*EXERCISE TASKS*:
1. Read the Militant article below and decide whether each statement agrees with it. Answer yes or no for each, and quote the deciding words from the article exactly. (a) The woman was five months pregnant when the judge committed her to the program. (b) Manitoba's Court of Appeal upheld Justice Schulman's order. (c) Ovide Mercredi called the ruling racist.
2. According to the Militant article below, which government agency sought the order committing the woman to a drug treatment program?
3. Copy a passage from the Militant article below. Begin at the words "BY JOANNE WALLADOR" and stop after the words "Court of Appeal.".

*SOURCE PASSAGE*:
▽
The Militant(logo) 
    Vol.60/No.36           October 14, 1996 
 
 
Gov't Had No Right To Detain Pregnant Woman  

BY JOANNE WALLADOR

TORONTO - In August, Justice Perry Schulman of the Manitoba Court committed a 22-year-old Native woman who was five months pregnant to a drug treatment program for the duration of her pregnancy. This action was sought by Winnipeg Child and Family Services, a government agency. This organization already has custody of the woman's three children, two of whom they claim were born brain-damaged due to the woman's addiction to inhaling solvents. In his written decision the judge said that Parliament should draft laws to delineate the role of the state in protecting the unborn. "This, of course, can mean some interference with the freedom of the mother," he wrote, "but, in my opinion, in appropriate circumstances that interference will be justified." The order by Justice Schulman was overturned in its entirety September 12 by Manitoba's Court of Appeal.

The big-business media welcomed Judge Schulman's decision. An editorial in the Toronto Globe and Mail, entitled "To protect the not-yet-born," argued that "It is reasonable to say, then, that the abuse of a future child can be considered child abuse."

Ovide Mercredi, head of the Assembly of First Nations, called the ruling racist.

Fiona Miller, a member of the Feminist Alliance on New Reproductive and Genetic Technologies, wrote, "These legal interventions are wrong. This woman is not a criminal. This woman is not a fetal container."
△
*DATA SUPPLIED*:
▽
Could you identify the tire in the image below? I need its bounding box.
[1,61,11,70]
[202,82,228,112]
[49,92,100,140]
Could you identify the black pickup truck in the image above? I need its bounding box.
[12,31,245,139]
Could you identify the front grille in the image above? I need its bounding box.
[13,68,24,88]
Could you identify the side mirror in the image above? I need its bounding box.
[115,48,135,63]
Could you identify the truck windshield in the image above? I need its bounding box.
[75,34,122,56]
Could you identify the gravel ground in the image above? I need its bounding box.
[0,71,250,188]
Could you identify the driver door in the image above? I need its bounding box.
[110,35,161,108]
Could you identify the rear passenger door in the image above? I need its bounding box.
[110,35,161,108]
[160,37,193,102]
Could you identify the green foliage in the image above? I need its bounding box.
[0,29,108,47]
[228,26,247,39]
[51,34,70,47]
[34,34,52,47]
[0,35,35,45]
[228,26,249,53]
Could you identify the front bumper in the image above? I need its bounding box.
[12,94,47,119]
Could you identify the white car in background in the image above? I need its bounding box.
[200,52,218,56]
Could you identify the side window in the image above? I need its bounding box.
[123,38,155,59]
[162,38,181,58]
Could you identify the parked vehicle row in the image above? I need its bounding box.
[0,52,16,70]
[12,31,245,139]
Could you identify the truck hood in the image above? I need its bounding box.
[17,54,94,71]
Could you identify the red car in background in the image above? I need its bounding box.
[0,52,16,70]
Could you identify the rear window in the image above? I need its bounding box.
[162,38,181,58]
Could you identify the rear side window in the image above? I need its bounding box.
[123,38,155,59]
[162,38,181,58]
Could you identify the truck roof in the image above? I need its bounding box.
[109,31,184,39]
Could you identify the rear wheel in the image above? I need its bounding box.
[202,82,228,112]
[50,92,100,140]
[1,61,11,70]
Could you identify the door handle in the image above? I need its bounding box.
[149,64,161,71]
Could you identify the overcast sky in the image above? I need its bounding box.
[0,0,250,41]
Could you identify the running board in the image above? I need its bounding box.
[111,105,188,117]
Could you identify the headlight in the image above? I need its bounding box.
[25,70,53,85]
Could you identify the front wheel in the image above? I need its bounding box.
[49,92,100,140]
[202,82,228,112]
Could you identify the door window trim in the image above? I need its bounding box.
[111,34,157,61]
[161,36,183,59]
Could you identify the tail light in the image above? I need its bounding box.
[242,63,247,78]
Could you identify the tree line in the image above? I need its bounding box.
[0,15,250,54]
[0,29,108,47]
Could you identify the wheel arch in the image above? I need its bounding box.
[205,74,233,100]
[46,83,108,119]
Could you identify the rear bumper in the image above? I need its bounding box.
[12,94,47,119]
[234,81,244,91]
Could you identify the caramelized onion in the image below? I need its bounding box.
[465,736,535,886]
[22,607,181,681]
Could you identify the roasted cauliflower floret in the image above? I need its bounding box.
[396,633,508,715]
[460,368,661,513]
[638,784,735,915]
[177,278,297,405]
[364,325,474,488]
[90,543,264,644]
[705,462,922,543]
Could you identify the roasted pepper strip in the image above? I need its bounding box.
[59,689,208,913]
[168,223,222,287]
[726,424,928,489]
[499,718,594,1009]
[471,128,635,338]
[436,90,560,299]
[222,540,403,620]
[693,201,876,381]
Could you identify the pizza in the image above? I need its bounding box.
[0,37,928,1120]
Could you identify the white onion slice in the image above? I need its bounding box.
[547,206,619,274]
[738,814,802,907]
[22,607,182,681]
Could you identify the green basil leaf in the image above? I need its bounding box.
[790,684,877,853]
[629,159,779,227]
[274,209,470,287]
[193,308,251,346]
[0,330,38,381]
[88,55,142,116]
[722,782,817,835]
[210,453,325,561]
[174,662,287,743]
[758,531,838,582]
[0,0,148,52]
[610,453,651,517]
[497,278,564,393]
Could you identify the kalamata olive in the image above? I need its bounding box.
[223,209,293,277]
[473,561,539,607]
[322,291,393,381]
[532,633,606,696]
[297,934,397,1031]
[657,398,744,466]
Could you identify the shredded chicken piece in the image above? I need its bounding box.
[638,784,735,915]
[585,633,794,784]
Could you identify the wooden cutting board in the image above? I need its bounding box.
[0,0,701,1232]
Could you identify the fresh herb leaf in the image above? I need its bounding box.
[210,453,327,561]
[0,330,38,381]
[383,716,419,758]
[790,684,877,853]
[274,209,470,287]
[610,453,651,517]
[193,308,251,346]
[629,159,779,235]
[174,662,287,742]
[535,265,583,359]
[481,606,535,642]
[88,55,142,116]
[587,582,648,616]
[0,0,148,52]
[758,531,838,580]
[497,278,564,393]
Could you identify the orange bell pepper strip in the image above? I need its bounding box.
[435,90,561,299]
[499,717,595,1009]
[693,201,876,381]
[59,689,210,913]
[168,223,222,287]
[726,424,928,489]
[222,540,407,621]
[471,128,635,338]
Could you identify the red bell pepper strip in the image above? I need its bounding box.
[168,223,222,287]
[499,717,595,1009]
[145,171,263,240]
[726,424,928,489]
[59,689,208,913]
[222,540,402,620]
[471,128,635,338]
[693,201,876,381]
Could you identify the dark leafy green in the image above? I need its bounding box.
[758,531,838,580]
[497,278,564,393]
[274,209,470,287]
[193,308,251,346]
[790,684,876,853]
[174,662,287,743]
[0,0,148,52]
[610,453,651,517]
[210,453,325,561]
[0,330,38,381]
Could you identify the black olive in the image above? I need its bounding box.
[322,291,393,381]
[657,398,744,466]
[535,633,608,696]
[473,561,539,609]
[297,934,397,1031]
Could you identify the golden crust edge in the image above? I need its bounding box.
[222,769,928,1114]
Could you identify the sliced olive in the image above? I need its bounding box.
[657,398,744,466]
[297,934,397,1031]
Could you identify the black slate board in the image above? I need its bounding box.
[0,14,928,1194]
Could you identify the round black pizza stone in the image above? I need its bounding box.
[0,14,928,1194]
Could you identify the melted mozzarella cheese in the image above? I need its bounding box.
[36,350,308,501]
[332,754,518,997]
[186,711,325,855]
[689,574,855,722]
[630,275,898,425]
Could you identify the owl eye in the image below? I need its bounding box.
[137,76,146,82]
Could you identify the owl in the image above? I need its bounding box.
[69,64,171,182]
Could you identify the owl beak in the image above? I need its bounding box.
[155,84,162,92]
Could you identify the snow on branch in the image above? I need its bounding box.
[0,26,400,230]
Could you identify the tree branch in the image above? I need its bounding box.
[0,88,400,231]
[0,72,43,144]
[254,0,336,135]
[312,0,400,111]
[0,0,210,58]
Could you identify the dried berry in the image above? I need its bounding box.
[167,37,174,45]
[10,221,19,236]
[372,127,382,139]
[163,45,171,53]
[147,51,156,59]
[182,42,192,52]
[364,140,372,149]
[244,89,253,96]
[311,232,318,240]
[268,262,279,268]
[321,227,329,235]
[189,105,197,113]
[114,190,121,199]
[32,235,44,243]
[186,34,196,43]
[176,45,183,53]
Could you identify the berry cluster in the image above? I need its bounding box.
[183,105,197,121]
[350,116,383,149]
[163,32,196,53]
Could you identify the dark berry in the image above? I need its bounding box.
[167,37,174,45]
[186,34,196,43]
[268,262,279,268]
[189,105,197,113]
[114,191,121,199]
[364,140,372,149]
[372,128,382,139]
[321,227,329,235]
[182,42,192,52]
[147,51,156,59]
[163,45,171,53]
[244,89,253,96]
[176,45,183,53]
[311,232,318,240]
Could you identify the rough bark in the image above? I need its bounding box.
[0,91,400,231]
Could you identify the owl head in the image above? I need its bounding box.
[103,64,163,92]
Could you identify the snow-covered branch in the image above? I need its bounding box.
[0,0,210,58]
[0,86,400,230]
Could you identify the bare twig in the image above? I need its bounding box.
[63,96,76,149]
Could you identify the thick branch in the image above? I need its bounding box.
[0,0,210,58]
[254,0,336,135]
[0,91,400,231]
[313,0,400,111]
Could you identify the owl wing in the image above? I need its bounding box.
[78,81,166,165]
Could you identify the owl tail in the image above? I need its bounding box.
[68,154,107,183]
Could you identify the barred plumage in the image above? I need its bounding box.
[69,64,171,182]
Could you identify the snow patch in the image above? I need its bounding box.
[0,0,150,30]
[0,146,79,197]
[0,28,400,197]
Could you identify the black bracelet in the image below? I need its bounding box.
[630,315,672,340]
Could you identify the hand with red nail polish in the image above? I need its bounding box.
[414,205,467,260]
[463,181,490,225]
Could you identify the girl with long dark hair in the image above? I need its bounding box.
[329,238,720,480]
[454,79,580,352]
△
*ANSWERS FOR THE EXERCISE*:
1.
(a) Yes: "a 22-year-old Native woman who was five months pregnant"
(b) No: "The order by Justice Schulman was overturned in its entirety September 12 by Manitoba's Court of Appeal."
(c) Yes: "Ovide Mercredi, head of the Assembly of First Nations, called the ruling racist."

2. Winnipeg Child and Family Services.

3.
BY JOANNE WALLADOR

TORONTO - In August, Justice Perry Schulman of the Manitoba Court committed a 22-year-old Native woman who was five months pregnant to a drug treatment program for the duration of her pregnancy. This action was sought by Winnipeg Child and Family Services, a government agency. This organization already has custody of the woman's three children, two of whom they claim were born brain-damaged due to the woman's addiction to inhaling solvents. In his written decision the judge said that Parliament should draft laws to delineate the role of the state in protecting the unborn. "This, of course, can mean some interference with the freedom of the mother," he wrote, "but, in my opinion, in appropriate circumstances that interference will be justified." The order by Justice Schulman was overturned in its entirety September 12 by Manitoba's Court of Appeal.